◆ What needs to be done:
Of the entries below, restate word for word only the section that runs from the line with "Pin the white cloud" to the line with "Pin the yellow building", counting both ends.

Start of Records supplied

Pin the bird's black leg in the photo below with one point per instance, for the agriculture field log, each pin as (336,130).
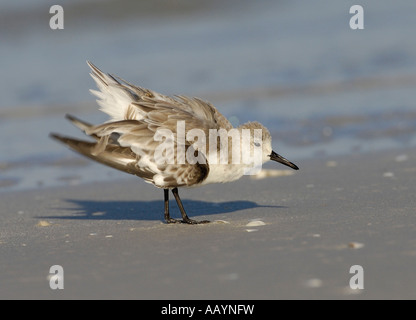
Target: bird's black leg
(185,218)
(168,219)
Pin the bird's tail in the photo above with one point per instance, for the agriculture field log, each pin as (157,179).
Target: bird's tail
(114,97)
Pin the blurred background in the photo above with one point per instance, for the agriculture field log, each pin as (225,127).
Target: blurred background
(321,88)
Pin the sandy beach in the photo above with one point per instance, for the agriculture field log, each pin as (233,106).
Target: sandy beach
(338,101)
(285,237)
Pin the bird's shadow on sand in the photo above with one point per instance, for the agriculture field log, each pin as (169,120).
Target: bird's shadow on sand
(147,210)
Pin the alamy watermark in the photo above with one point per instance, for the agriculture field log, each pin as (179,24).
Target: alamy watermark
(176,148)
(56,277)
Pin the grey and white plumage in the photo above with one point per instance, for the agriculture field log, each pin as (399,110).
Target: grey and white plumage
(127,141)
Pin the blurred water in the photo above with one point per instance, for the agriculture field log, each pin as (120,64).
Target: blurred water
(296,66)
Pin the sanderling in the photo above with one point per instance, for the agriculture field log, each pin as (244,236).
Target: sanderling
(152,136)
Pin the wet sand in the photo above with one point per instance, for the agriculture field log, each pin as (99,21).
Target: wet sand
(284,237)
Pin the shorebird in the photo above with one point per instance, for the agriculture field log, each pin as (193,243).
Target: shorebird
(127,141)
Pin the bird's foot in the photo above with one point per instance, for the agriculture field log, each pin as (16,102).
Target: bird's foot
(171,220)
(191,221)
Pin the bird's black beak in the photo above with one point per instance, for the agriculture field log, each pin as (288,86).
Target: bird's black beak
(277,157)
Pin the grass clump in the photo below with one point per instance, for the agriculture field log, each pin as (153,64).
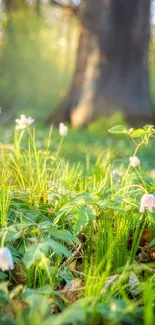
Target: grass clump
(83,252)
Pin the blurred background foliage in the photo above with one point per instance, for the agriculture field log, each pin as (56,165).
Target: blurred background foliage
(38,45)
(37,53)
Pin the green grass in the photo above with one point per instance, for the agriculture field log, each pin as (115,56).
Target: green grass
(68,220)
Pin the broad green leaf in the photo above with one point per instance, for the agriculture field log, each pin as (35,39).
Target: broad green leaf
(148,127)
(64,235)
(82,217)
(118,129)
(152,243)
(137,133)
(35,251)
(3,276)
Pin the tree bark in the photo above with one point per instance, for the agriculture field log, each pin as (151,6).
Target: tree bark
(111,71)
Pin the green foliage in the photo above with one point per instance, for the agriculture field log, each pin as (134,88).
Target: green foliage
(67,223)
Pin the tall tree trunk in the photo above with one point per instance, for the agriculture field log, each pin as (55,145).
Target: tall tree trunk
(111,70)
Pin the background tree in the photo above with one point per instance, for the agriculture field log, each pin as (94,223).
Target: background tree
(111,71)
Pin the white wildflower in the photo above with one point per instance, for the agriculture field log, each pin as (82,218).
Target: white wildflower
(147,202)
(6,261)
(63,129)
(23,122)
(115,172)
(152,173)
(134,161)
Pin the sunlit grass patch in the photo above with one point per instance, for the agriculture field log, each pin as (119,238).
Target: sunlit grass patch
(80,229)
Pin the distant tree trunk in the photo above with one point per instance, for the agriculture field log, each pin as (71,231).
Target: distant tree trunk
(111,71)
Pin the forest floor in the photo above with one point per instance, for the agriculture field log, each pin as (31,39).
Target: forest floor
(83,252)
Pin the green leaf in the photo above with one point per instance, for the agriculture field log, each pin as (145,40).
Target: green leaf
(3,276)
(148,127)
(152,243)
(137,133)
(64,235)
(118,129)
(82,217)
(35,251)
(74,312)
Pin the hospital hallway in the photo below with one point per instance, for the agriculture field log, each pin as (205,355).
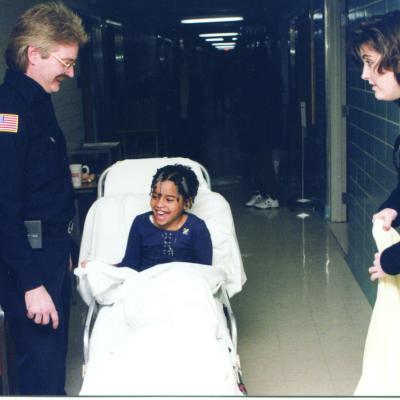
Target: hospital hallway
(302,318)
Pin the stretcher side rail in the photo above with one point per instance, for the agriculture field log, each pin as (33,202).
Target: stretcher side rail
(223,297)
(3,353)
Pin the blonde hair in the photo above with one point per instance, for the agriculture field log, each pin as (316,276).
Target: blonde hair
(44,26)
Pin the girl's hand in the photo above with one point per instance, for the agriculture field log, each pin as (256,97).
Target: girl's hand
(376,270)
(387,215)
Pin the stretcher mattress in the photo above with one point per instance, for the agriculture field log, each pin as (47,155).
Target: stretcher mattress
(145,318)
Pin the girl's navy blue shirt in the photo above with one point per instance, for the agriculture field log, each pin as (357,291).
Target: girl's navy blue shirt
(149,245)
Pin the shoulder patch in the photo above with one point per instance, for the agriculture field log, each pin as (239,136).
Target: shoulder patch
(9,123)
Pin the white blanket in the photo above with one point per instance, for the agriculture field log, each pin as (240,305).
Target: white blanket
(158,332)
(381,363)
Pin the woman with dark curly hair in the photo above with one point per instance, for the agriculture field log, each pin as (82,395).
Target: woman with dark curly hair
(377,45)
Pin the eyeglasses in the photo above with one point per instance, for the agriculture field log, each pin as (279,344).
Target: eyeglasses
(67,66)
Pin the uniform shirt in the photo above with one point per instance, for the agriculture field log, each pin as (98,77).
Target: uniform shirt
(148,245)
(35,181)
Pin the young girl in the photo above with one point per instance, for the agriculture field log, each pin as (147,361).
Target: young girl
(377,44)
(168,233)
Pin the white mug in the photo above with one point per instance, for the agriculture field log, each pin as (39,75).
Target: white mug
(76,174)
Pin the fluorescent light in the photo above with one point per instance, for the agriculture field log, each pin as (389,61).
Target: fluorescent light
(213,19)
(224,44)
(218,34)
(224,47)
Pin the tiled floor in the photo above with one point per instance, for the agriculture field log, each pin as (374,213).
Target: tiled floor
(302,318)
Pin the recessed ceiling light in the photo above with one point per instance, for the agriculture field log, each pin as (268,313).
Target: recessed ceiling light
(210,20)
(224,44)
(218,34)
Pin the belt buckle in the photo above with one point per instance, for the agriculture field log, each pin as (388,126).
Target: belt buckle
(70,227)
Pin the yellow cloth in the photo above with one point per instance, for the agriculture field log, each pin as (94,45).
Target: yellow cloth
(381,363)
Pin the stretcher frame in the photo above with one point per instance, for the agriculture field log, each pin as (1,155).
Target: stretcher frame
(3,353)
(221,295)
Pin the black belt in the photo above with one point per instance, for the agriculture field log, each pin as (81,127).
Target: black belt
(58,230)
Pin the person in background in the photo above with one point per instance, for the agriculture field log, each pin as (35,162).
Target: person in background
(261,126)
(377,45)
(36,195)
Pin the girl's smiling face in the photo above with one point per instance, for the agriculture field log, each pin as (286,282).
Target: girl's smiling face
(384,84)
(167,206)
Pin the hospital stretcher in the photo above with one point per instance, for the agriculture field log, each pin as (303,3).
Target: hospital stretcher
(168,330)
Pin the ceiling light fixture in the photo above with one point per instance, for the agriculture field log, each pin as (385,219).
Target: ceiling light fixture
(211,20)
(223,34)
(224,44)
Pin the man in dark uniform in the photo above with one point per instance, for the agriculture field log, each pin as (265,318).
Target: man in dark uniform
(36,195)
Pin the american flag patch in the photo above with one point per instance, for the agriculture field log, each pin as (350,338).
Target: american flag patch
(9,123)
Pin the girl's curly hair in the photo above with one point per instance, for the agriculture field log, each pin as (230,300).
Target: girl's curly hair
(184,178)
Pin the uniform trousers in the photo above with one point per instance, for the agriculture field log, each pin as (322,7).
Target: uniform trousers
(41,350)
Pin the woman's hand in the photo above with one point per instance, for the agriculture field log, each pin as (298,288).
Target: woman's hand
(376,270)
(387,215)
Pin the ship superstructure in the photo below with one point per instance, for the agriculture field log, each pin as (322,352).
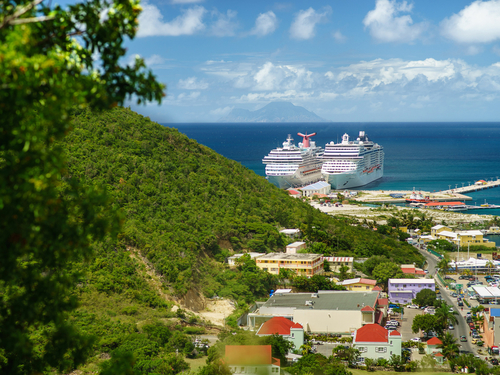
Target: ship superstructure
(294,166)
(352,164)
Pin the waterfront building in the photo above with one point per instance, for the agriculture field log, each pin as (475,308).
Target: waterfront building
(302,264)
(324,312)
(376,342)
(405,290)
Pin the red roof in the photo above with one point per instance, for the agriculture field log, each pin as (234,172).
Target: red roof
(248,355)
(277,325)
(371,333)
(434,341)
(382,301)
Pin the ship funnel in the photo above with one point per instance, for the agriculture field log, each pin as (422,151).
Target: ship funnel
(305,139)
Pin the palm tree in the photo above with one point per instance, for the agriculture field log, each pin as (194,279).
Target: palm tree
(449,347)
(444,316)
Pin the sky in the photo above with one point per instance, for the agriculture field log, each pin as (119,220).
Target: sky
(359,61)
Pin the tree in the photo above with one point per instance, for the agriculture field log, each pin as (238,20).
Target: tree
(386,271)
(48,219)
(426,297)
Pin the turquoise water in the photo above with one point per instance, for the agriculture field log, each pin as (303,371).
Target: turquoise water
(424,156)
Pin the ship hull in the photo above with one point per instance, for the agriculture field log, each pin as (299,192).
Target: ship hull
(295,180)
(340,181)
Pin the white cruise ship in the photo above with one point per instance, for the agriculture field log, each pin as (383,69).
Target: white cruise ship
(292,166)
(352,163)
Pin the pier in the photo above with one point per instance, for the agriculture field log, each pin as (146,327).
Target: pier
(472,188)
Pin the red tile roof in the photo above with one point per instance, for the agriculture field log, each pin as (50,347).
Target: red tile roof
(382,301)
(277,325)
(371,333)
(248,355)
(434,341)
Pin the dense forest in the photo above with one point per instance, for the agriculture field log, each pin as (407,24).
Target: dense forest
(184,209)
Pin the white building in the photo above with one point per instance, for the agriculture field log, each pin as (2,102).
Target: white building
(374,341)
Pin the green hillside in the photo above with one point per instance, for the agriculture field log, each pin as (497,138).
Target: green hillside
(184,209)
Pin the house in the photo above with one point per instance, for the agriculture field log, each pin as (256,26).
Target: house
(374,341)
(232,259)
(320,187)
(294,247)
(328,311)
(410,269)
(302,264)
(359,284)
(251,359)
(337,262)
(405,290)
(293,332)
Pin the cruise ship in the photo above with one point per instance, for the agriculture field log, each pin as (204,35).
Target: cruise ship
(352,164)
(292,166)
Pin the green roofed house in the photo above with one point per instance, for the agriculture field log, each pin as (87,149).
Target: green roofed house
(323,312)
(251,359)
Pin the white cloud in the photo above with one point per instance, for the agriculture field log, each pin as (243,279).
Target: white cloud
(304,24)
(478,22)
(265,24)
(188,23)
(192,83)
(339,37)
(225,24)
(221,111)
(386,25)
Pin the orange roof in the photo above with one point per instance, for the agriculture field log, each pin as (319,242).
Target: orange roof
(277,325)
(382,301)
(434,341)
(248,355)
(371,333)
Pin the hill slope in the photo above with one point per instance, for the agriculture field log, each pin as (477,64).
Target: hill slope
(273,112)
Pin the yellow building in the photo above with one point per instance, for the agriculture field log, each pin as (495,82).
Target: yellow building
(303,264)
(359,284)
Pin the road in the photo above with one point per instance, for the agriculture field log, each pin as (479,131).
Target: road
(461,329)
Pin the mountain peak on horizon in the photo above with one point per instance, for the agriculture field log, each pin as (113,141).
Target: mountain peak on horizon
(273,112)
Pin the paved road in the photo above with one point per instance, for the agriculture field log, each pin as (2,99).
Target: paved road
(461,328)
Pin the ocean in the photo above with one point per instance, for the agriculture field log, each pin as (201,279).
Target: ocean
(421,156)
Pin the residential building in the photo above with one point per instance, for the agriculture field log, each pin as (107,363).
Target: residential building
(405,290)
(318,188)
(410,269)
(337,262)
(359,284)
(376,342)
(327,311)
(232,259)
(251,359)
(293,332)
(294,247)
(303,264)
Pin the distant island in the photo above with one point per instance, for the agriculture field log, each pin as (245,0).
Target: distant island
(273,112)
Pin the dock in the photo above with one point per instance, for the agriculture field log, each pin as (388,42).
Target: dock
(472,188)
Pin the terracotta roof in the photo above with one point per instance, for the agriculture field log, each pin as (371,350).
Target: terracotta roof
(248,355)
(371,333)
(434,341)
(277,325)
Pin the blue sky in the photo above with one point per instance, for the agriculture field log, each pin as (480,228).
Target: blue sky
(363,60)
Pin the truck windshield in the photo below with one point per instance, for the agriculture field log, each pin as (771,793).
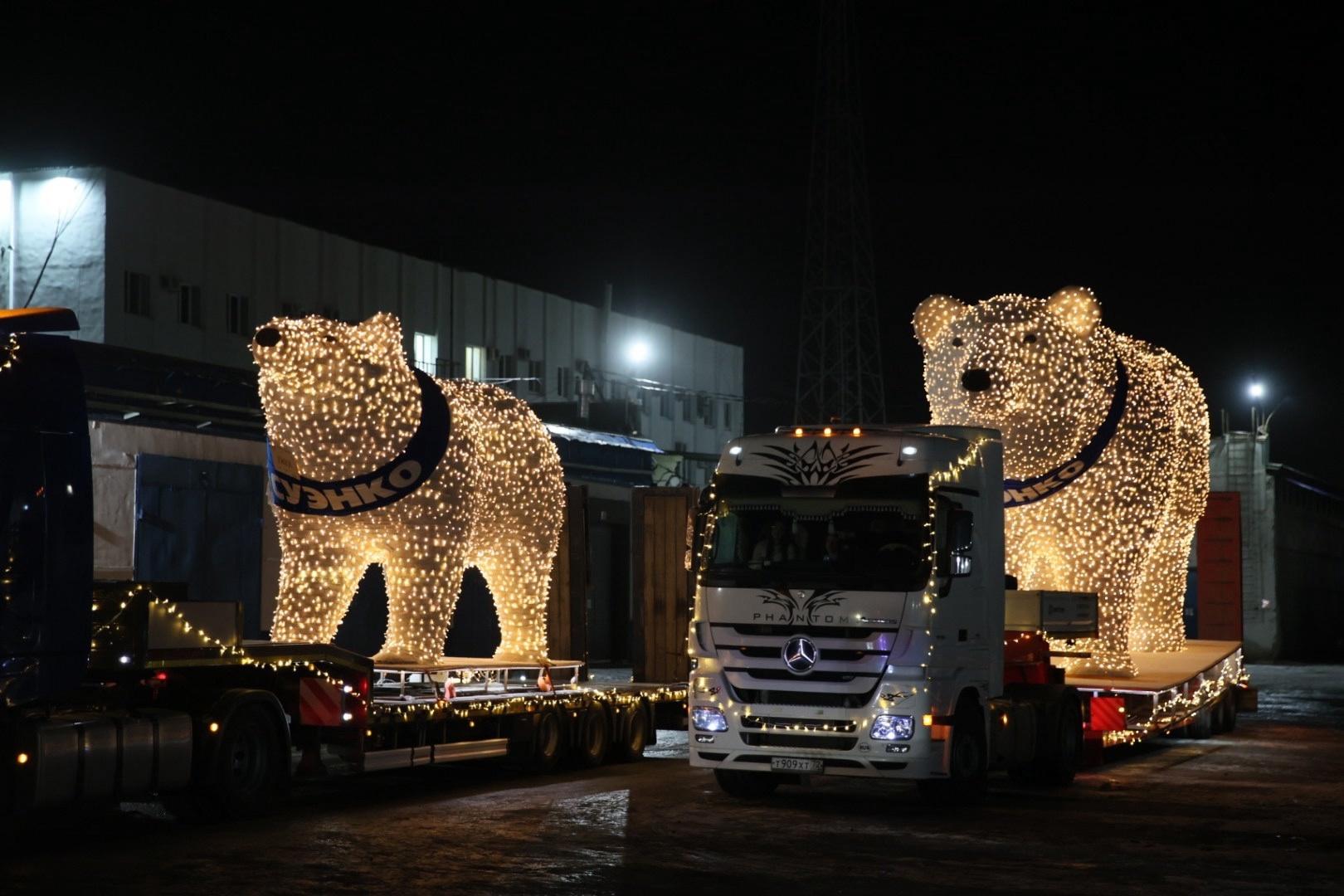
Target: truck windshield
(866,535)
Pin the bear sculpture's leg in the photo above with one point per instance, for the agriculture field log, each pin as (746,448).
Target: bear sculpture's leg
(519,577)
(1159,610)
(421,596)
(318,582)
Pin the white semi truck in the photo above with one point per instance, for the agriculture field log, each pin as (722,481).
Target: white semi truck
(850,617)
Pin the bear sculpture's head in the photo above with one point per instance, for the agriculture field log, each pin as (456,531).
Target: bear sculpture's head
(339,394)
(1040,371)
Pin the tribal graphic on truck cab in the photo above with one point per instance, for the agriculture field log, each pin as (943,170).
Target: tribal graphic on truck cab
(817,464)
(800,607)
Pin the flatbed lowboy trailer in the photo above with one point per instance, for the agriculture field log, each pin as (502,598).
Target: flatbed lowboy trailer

End of Records supplied

◆ Answer space:
Pin the white cloud in the photo above with one point per instance, for the agriculture field log, each pin as (243,279).
Target: white cloud
(304,24)
(478,22)
(265,24)
(188,23)
(192,83)
(339,37)
(225,24)
(221,111)
(386,25)
Pin the orange roof in the photo above with one point per instance, for the agriculture field log, each pin as (319,242).
Target: orange roof
(277,325)
(382,301)
(434,341)
(248,355)
(371,333)
Pin the hill slope in the photo above with one point per instance, for the agriculture field log, each pin as (477,64).
Target: hill slope
(273,112)
Pin the yellow building in the photo above with one point per instance, for the agriculture field log, each pin as (495,82).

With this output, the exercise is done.